● What you should do
Revise the part of the listing that opens with the line containing "hillside in the photo above." and closes with the line containing "(1064, 516)". Replace "metal handrail" with "steel railing", leave all else unchanged, and give back only those lines.

--

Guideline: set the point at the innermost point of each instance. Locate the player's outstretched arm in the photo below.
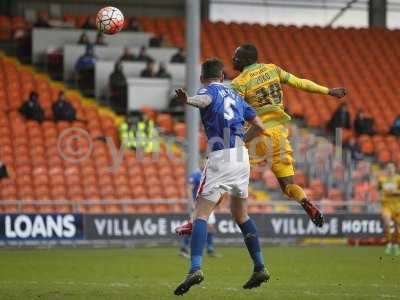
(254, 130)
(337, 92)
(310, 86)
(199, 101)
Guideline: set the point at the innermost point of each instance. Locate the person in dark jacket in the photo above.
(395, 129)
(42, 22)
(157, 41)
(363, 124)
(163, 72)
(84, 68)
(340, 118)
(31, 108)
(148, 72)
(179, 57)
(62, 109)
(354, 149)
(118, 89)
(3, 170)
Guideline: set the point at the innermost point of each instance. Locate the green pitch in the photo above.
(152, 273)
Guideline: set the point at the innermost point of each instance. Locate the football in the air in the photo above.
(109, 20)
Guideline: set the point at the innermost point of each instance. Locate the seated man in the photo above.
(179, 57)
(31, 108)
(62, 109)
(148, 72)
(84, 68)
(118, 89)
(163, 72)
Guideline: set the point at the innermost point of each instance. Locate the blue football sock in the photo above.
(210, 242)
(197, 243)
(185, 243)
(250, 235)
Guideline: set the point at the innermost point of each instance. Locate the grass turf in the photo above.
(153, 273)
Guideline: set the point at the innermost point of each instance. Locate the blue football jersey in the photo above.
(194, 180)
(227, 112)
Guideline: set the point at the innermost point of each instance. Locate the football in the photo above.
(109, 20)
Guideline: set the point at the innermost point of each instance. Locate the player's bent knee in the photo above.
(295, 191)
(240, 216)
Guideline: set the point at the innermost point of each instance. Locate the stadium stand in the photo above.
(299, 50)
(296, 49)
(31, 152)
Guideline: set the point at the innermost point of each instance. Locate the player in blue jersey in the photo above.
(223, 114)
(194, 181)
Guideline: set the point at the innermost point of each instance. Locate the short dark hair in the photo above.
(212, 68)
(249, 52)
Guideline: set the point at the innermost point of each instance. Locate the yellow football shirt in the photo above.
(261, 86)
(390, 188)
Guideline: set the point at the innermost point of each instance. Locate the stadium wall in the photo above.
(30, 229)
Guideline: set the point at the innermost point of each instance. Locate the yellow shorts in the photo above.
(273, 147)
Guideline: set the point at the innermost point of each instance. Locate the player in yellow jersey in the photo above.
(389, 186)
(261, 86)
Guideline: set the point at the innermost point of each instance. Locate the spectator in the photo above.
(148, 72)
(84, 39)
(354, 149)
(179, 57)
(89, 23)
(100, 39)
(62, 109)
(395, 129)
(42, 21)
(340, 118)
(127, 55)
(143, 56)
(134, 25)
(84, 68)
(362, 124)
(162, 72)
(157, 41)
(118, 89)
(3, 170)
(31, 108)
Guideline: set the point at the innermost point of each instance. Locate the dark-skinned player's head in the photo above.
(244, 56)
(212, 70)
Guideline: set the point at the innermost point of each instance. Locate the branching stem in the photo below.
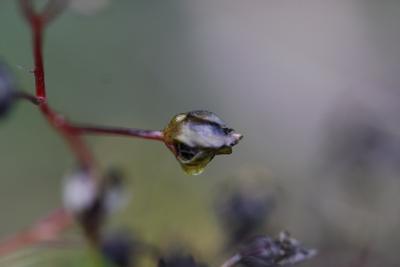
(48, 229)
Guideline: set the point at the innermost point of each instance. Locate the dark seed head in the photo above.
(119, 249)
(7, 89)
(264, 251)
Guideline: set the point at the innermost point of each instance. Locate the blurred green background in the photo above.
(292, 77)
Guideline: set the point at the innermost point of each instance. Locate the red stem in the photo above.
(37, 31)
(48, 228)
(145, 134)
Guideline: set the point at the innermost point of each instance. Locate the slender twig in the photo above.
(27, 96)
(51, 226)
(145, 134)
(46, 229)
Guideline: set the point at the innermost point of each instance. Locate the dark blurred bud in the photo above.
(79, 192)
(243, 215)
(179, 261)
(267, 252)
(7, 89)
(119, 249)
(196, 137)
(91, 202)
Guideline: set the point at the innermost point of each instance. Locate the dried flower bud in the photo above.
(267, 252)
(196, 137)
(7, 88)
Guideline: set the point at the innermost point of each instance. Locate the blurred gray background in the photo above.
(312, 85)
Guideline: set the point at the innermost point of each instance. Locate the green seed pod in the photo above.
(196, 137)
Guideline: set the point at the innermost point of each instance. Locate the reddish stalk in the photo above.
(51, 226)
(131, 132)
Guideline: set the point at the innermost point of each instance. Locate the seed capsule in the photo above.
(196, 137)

--

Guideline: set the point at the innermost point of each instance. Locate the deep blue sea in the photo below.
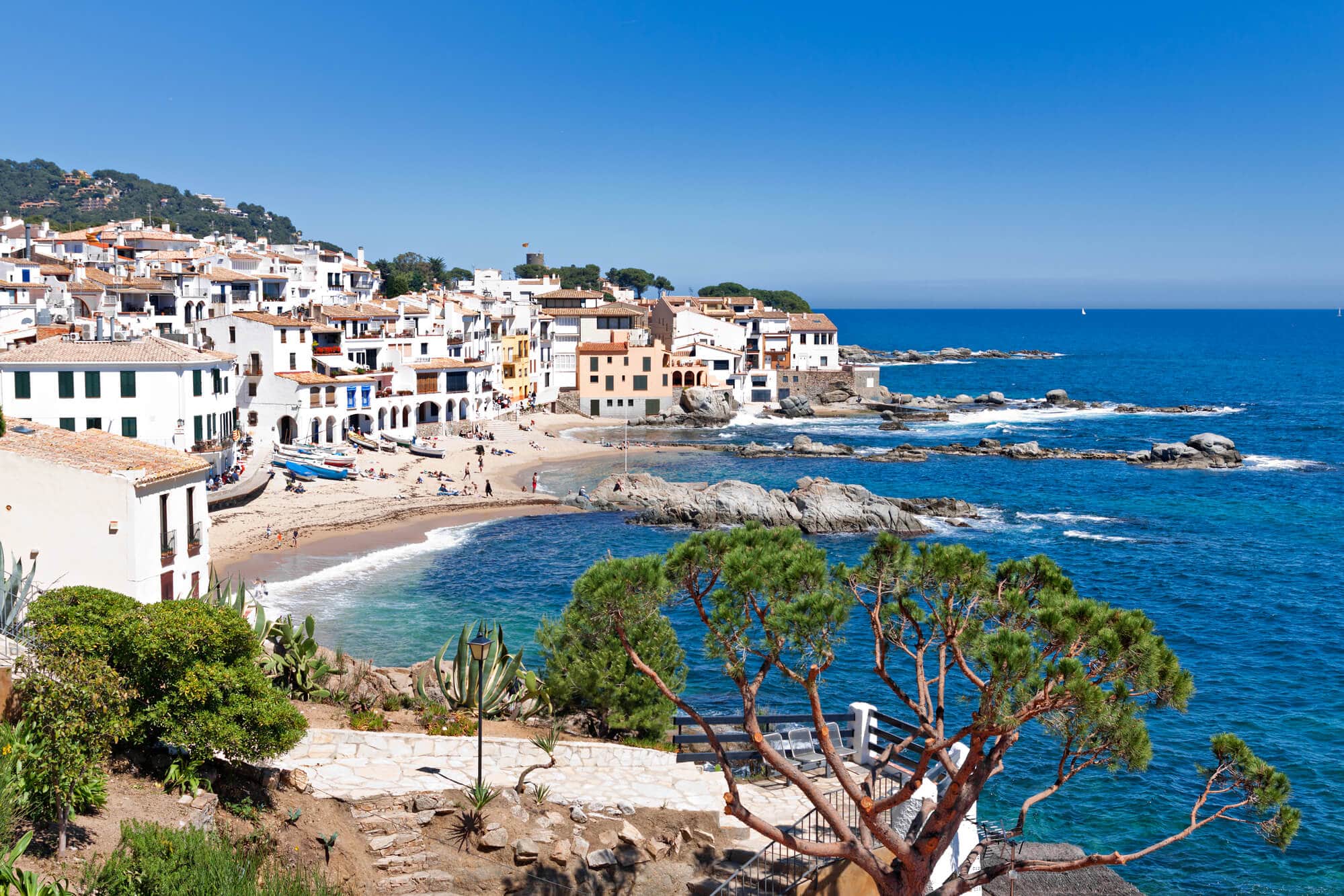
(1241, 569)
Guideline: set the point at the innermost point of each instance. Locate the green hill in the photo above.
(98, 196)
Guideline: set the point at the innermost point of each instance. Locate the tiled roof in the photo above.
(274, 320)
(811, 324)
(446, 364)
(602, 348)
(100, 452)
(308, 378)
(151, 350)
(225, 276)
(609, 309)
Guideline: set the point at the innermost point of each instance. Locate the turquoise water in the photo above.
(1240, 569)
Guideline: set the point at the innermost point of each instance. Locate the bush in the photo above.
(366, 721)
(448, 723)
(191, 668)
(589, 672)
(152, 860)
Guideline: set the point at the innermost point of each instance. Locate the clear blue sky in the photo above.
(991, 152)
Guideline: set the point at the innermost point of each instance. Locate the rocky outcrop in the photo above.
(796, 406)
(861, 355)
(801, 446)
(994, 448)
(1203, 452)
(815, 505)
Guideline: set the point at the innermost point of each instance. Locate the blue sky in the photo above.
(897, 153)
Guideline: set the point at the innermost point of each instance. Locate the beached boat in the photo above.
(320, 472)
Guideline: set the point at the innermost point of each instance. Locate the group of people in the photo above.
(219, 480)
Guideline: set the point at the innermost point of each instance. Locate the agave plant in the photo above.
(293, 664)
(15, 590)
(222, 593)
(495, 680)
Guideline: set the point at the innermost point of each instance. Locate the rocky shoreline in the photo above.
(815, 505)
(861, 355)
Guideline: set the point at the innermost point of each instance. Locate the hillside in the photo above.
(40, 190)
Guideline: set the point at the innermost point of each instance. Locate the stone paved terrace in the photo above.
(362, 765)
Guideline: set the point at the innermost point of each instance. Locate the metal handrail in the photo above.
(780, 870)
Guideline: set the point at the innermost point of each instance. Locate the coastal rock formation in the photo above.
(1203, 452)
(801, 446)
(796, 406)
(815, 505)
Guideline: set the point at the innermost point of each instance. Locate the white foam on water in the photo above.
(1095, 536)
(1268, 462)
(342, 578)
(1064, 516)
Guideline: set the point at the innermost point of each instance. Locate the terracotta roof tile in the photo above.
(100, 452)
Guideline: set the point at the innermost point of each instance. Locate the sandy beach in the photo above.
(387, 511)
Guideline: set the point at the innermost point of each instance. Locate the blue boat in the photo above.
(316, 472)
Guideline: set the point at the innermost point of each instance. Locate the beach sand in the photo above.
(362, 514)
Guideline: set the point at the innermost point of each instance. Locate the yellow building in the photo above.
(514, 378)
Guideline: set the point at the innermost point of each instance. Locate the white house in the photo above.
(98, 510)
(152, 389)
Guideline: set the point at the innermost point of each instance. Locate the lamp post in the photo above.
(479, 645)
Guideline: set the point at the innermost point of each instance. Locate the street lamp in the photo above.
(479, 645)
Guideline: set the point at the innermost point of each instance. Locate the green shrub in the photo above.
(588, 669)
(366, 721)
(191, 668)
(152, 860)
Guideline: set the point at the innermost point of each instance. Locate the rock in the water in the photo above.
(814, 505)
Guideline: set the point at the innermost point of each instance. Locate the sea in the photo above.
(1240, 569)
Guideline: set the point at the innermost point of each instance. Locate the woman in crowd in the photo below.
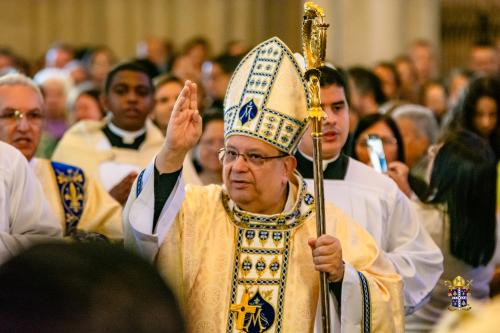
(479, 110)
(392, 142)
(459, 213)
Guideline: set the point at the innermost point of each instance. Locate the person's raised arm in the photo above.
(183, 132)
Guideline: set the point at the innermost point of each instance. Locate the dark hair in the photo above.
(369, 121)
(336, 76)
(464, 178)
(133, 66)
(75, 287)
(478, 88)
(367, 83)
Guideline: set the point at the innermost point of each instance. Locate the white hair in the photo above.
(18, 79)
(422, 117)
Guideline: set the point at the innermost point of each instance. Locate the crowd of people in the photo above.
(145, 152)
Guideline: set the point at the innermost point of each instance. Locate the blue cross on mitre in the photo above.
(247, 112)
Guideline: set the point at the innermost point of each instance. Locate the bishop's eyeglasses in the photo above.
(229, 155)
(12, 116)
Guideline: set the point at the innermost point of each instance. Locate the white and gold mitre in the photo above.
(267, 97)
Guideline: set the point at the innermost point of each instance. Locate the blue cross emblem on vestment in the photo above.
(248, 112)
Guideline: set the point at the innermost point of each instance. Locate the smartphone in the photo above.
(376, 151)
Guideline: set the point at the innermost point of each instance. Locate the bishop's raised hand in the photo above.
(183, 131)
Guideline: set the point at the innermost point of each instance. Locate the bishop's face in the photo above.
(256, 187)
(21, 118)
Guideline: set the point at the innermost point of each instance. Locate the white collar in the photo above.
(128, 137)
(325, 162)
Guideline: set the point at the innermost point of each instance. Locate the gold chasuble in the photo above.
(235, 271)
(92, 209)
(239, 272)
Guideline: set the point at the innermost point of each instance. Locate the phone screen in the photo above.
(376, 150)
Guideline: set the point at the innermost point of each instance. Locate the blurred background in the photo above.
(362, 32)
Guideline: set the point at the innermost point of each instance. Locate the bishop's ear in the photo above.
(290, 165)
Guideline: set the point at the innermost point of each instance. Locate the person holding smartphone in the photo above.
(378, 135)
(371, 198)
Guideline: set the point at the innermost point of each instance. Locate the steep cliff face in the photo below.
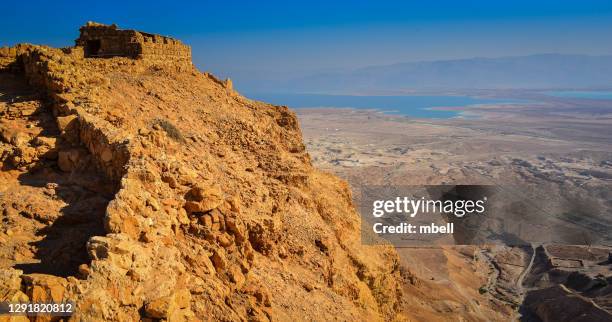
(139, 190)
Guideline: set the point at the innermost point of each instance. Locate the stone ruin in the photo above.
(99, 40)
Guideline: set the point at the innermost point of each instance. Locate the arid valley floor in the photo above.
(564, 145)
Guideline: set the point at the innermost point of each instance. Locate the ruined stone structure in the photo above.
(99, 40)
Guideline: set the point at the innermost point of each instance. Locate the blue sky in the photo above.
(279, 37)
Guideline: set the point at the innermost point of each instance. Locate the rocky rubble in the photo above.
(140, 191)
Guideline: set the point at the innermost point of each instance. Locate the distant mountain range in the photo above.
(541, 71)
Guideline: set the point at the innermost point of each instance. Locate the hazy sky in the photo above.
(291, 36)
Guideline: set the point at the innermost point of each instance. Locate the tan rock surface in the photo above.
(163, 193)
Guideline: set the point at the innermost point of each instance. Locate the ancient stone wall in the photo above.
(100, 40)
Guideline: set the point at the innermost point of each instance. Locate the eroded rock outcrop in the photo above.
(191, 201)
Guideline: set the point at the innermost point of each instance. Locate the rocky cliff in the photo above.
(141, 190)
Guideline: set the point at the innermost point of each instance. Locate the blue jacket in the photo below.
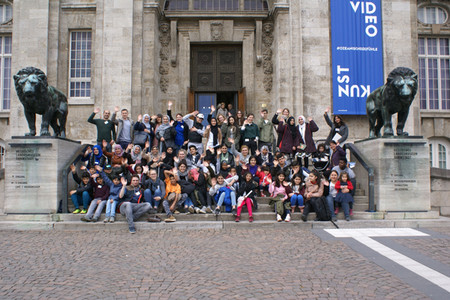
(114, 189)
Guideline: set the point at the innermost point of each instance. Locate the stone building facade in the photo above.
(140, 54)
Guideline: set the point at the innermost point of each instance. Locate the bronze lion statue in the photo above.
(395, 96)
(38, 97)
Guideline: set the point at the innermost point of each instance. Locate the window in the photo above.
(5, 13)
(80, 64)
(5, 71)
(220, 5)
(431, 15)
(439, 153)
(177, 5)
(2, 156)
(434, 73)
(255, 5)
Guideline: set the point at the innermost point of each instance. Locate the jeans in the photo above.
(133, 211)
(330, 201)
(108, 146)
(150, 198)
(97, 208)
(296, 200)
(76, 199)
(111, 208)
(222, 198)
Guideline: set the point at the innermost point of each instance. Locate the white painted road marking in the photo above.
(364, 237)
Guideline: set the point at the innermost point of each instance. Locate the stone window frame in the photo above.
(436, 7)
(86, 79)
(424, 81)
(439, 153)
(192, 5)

--

● Answer
Guideline: set the point at the innermost point of each instance. Locate the hillside in the photo above.
(40, 190)
Guideline: set the point at the innermost point of each instance. Locate the stone paved terrace in the photo above.
(362, 765)
Guideline: set the point at the innermost point of each instance. Locate the steel railing in the photo above.
(780, 870)
Guideline: set the point at the innermost point of each instance. Locate the coastal rock formation in the photo above.
(1203, 452)
(801, 446)
(796, 406)
(815, 505)
Guideline: set the point at the innermost point of each instance. Locate the white foam on water in the photo above.
(1095, 536)
(1268, 462)
(342, 578)
(1064, 516)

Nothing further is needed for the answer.